Aim of the exercise
Return verbatim the lines from the very first one through the line containing "column 147, row 128", including both ends, and leave the pictures out of your answer.

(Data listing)
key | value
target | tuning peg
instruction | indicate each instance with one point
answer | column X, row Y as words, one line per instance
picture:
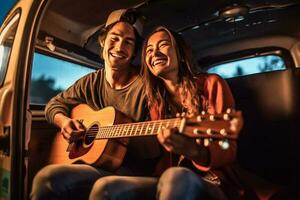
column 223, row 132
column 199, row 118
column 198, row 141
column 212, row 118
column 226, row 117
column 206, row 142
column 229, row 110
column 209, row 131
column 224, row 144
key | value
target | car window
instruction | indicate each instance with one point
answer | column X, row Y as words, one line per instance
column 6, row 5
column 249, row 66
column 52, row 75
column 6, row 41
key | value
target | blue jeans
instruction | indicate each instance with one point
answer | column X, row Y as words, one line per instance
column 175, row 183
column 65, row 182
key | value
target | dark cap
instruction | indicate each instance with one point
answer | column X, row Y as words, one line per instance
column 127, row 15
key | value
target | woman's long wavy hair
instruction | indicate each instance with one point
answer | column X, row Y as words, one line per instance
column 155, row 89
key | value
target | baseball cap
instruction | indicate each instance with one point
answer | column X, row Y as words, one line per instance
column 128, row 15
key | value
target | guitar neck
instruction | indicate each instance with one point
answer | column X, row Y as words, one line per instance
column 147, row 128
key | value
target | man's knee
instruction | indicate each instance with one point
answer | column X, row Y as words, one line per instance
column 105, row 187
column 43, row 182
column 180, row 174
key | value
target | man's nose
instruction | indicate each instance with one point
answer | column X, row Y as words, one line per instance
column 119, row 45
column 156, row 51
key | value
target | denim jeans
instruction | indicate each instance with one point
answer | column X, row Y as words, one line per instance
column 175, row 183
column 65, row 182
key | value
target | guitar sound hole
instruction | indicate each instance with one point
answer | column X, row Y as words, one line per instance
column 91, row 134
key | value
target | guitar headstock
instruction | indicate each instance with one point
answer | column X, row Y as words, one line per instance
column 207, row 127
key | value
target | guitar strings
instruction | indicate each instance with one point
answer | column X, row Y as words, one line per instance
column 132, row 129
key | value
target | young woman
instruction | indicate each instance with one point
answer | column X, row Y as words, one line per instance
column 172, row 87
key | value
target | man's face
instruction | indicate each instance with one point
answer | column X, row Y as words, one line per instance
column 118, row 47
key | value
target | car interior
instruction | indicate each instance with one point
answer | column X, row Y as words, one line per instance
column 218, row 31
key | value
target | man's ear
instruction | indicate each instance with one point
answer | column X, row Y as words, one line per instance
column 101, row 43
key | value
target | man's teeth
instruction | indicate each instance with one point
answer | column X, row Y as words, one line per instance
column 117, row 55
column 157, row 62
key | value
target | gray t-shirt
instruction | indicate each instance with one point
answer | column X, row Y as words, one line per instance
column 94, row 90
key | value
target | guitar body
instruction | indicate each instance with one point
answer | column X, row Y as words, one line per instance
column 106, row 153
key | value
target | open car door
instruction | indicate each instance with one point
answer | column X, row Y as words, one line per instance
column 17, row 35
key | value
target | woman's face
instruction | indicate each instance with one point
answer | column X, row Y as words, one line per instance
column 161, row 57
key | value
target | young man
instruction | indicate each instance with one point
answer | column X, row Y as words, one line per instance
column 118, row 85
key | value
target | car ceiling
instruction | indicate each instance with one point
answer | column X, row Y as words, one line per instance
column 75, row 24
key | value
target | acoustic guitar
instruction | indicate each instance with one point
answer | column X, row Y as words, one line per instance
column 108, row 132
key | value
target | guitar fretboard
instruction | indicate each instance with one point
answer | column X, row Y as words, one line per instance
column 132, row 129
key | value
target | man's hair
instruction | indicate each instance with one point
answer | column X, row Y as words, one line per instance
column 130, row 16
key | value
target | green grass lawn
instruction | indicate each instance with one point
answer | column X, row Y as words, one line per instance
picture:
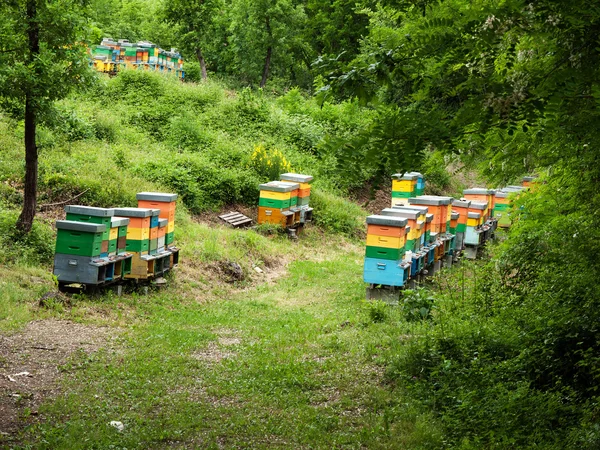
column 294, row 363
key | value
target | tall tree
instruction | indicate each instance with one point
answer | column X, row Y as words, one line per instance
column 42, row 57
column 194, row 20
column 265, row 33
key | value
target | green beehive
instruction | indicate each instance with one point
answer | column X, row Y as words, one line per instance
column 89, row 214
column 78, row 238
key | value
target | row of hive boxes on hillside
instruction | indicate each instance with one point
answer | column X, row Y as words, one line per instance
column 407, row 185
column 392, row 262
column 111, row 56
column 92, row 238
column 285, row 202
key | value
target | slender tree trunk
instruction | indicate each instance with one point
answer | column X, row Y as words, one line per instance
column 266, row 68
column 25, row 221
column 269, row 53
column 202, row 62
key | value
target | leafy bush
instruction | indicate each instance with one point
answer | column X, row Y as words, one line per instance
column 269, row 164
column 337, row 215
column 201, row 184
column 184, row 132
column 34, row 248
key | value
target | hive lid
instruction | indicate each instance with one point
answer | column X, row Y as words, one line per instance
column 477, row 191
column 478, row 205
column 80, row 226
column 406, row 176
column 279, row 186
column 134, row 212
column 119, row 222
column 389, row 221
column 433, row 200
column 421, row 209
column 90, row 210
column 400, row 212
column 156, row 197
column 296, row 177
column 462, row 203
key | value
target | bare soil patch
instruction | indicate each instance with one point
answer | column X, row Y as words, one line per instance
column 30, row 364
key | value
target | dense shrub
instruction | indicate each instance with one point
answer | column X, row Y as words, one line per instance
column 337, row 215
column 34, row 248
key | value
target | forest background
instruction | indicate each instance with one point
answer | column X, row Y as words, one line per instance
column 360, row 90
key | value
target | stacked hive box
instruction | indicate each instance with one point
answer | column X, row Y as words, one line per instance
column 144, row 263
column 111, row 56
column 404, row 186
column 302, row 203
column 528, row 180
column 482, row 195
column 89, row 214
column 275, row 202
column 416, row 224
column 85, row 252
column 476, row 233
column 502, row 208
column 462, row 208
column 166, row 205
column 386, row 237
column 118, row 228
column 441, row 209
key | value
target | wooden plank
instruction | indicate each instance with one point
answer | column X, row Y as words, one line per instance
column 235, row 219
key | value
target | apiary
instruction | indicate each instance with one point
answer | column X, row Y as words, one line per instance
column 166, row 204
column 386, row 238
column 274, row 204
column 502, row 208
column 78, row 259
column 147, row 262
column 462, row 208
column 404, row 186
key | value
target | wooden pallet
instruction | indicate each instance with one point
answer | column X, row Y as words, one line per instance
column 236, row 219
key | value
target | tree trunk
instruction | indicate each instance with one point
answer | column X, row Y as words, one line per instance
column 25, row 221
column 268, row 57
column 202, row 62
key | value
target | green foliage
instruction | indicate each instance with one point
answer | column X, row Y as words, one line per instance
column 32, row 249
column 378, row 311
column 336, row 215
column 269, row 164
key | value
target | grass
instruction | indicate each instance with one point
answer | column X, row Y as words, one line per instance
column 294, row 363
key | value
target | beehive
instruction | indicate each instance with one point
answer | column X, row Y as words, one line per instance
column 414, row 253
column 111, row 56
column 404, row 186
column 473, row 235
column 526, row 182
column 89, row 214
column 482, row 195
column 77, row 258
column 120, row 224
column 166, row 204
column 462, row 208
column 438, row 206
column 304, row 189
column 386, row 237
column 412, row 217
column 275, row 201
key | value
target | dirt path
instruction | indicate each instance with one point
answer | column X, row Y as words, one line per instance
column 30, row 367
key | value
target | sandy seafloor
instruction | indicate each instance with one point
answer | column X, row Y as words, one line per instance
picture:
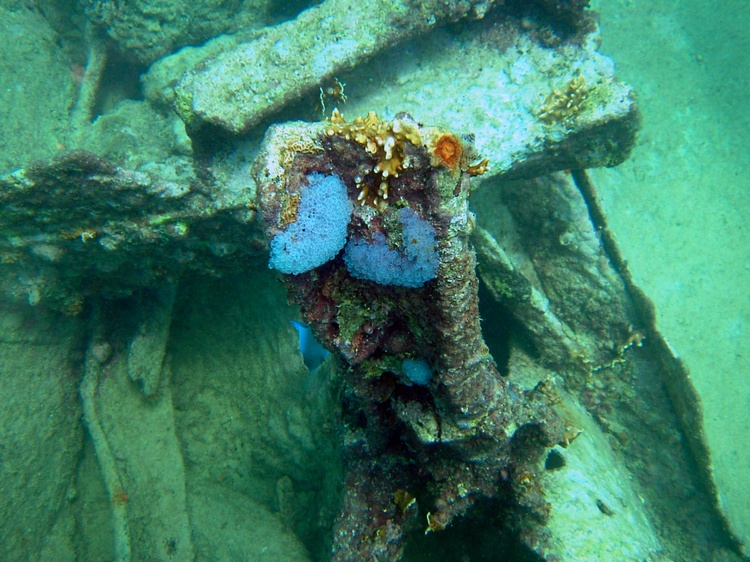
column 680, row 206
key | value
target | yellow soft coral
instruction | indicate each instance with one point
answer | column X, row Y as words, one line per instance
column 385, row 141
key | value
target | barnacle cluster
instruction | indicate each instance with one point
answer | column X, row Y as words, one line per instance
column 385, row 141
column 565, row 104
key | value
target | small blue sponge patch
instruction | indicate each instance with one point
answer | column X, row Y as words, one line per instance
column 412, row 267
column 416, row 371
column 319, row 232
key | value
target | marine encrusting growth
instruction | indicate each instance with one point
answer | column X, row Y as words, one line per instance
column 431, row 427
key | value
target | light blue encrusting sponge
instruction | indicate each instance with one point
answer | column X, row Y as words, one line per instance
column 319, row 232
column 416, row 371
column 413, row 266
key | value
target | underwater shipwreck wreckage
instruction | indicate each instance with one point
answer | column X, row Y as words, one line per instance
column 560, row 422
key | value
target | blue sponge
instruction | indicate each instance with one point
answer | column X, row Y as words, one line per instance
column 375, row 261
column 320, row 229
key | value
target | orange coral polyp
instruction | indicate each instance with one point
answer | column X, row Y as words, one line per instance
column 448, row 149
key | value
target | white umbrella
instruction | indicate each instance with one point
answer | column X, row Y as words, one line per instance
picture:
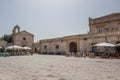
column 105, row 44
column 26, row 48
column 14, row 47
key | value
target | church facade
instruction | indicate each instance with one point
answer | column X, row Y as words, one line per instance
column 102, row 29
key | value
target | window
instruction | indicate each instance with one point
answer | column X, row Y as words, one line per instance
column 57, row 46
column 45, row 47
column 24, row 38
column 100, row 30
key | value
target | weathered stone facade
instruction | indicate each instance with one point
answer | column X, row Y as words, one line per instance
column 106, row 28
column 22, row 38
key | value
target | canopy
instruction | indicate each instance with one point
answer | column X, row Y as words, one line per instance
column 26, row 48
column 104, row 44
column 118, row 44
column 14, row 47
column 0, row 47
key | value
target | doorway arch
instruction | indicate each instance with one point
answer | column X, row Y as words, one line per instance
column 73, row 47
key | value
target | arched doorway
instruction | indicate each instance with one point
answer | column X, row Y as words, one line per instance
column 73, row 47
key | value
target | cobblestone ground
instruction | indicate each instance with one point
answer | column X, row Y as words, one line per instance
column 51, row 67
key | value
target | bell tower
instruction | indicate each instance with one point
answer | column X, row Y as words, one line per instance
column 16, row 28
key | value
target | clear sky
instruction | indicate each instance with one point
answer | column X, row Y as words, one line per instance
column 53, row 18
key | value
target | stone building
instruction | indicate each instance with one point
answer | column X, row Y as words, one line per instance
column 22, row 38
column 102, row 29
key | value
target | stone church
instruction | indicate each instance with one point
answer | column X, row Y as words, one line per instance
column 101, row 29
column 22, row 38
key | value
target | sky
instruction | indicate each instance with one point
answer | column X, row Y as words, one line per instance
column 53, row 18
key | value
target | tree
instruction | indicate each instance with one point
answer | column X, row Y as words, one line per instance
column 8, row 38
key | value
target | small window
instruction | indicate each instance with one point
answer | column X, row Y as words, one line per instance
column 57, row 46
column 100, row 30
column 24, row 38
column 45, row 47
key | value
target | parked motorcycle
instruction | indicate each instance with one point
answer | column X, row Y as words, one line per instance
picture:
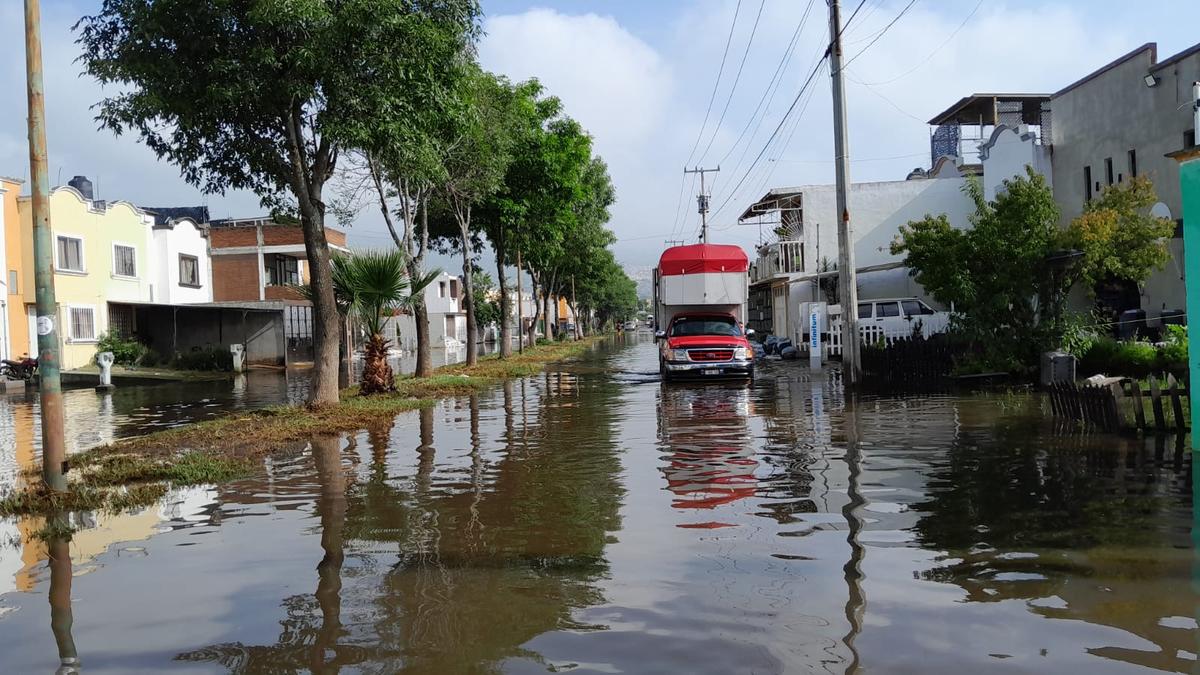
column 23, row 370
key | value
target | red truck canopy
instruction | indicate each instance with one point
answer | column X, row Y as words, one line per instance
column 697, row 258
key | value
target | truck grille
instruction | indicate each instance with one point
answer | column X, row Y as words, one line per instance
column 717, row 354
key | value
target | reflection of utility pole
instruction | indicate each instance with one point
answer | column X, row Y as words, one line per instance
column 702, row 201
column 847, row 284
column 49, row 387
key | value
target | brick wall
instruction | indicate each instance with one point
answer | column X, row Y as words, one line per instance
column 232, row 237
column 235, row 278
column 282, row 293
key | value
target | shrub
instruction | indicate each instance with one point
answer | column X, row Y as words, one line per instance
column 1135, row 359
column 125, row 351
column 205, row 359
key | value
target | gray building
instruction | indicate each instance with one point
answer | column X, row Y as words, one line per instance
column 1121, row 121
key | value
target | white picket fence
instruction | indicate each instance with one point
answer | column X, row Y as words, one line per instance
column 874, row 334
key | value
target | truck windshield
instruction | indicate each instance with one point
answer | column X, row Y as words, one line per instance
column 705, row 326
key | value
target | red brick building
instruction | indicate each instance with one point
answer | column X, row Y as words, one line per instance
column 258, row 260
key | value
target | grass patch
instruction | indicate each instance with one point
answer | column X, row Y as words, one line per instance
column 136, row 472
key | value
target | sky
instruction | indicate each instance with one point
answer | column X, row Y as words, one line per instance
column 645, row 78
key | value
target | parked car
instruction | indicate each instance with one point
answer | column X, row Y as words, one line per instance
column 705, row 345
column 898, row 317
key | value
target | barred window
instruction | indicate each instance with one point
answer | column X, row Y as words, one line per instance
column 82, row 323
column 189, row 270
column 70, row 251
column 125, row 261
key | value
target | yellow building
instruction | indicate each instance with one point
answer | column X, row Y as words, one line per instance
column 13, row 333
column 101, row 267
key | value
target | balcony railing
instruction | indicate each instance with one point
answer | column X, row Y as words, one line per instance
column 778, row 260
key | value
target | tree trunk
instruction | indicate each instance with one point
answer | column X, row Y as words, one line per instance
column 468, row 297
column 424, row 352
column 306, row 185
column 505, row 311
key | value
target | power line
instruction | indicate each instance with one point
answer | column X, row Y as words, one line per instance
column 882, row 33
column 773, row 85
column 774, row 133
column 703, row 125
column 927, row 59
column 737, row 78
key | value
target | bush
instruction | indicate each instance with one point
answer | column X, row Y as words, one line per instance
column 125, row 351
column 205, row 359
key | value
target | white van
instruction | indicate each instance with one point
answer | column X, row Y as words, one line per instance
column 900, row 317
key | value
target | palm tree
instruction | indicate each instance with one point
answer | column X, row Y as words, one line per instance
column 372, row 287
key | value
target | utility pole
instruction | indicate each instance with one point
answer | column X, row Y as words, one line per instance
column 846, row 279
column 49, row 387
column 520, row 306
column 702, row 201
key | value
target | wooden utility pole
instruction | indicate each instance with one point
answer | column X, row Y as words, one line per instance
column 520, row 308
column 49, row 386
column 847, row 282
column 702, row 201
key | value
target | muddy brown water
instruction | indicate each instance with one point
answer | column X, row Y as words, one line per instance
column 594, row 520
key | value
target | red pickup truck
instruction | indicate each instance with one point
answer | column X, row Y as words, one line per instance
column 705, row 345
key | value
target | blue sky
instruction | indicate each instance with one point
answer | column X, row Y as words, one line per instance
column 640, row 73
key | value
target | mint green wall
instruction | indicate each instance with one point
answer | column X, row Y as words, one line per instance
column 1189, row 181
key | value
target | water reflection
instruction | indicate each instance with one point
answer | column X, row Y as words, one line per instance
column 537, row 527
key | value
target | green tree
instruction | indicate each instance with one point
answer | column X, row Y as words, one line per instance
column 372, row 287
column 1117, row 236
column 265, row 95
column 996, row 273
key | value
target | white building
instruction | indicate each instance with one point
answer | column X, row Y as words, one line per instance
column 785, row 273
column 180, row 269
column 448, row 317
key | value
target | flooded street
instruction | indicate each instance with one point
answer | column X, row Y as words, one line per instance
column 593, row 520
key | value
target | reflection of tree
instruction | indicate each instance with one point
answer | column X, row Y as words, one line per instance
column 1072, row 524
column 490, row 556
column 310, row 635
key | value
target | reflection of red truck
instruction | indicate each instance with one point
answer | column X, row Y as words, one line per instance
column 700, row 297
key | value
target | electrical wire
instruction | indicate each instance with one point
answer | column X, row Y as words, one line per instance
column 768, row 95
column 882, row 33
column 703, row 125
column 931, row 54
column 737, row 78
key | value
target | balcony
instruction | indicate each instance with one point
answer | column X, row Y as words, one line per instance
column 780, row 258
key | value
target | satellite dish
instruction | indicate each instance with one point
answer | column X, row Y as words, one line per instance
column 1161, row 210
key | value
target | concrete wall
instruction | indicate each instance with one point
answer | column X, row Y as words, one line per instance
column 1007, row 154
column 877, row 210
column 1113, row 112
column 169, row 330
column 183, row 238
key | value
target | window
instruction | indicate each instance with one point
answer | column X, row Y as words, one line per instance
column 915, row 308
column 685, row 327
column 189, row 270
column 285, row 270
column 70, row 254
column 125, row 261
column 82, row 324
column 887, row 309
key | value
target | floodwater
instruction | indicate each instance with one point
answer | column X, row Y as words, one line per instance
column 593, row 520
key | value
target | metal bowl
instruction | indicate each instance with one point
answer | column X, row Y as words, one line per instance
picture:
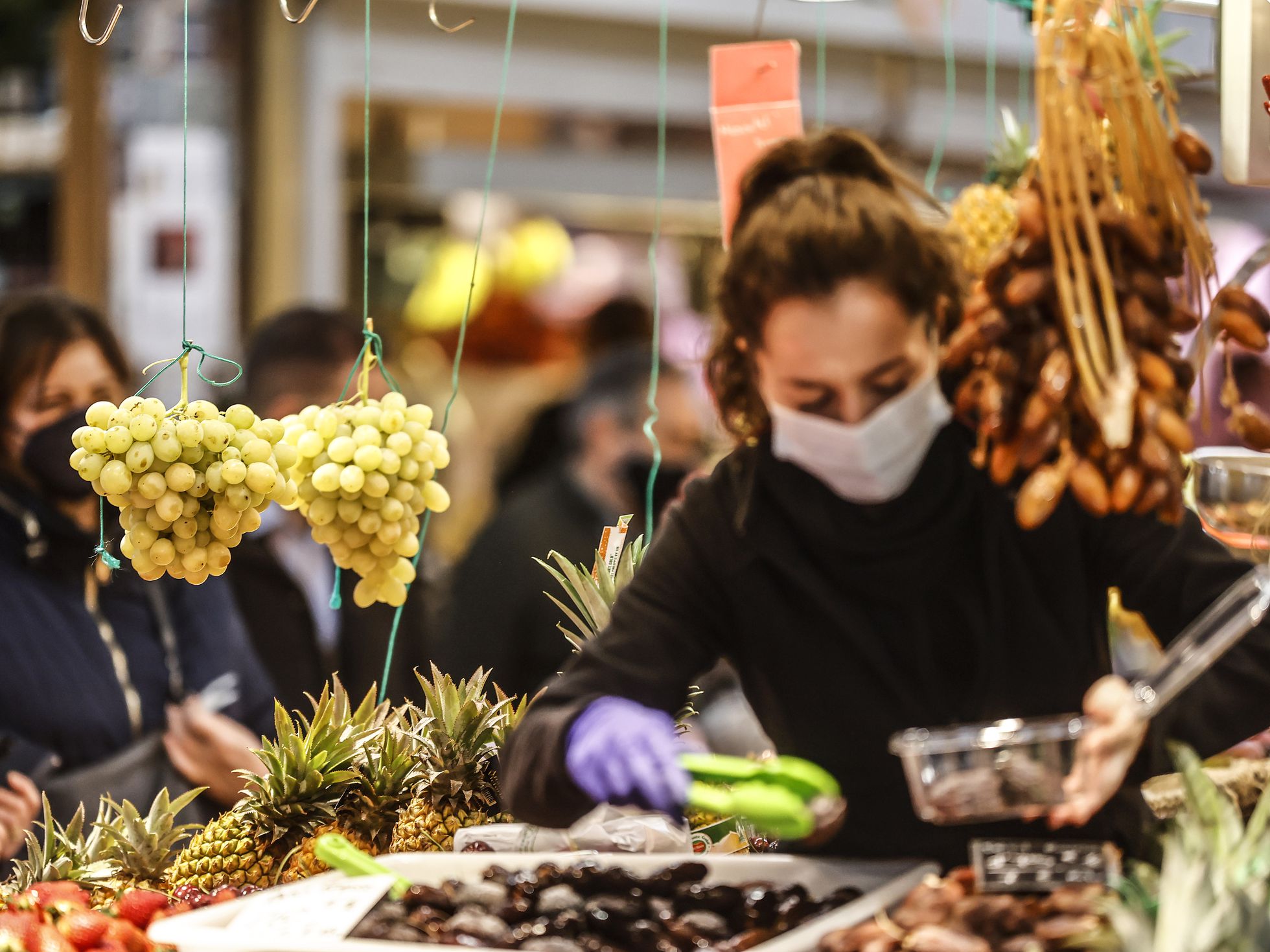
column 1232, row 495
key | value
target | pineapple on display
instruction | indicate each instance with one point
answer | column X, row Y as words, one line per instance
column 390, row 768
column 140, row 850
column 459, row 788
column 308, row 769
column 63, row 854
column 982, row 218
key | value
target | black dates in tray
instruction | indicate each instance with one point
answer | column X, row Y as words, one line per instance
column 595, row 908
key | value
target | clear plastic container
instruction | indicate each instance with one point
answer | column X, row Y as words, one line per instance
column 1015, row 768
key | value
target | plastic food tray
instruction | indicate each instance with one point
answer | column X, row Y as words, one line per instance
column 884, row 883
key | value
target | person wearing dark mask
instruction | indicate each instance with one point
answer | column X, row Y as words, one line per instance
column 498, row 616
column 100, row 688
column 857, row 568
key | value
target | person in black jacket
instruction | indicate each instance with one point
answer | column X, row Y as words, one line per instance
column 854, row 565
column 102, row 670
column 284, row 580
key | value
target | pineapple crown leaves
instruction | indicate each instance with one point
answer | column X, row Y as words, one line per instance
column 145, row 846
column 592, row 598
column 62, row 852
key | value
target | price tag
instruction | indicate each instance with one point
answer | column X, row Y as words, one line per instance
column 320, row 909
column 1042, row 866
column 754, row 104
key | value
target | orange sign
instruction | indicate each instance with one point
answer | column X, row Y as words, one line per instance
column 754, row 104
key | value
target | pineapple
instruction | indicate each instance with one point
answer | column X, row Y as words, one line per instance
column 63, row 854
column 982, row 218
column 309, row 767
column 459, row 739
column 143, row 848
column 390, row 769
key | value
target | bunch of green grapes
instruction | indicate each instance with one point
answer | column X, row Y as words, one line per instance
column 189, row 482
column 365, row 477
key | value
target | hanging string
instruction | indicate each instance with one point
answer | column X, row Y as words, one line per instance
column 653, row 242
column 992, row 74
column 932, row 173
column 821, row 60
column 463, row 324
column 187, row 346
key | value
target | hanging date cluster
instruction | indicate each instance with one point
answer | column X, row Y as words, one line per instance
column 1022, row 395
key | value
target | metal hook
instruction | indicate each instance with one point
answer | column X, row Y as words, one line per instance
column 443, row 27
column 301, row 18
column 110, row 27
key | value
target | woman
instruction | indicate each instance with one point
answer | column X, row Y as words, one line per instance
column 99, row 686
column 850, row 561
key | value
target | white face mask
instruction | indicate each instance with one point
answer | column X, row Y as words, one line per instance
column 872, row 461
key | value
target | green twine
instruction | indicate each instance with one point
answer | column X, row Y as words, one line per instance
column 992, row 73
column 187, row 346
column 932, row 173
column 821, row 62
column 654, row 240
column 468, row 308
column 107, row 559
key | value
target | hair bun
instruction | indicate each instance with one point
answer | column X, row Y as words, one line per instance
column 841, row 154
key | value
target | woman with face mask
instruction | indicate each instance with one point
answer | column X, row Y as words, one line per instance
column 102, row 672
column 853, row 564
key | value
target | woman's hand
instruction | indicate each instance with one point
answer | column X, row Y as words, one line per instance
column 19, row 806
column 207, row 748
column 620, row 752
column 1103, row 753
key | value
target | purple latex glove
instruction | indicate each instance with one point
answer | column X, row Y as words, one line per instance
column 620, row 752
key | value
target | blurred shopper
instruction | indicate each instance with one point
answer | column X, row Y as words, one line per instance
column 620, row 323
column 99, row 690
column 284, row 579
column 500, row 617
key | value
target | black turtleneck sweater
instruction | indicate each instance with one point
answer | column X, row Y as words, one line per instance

Response to the exercise
key | value
target | tuning peg
instruction | indicate each instance with one point
answer | column X, row Y as words, one line per instance
picture:
column 223, row 132
column 199, row 118
column 198, row 141
column 212, row 118
column 226, row 117
column 206, row 142
column 229, row 110
column 209, row 131
column 224, row 144
key | value
target | car window
instruction | indicate each instance with one point
answer | column X, row Y as words, one line per instance
column 6, row 5
column 249, row 66
column 52, row 75
column 6, row 41
key | value
target | blue jeans
instruction | indicate each instance with one point
answer | column X, row Y as words, one line per instance
column 175, row 183
column 65, row 182
key | value
target | dark cap
instruction | indicate each instance with one point
answer | column X, row Y as words, one line per instance
column 127, row 15
key | value
target | woman's long wavy hair
instruction | indicate each instance with one point
answer | column X, row Y as words, one line per instance
column 155, row 89
key | value
target | baseball cap
instruction | indicate each instance with one point
answer | column X, row Y as words, one line per instance
column 128, row 15
key | value
target | guitar neck
instruction | indicate each instance with one point
answer | column X, row Y as words, one line per instance
column 147, row 128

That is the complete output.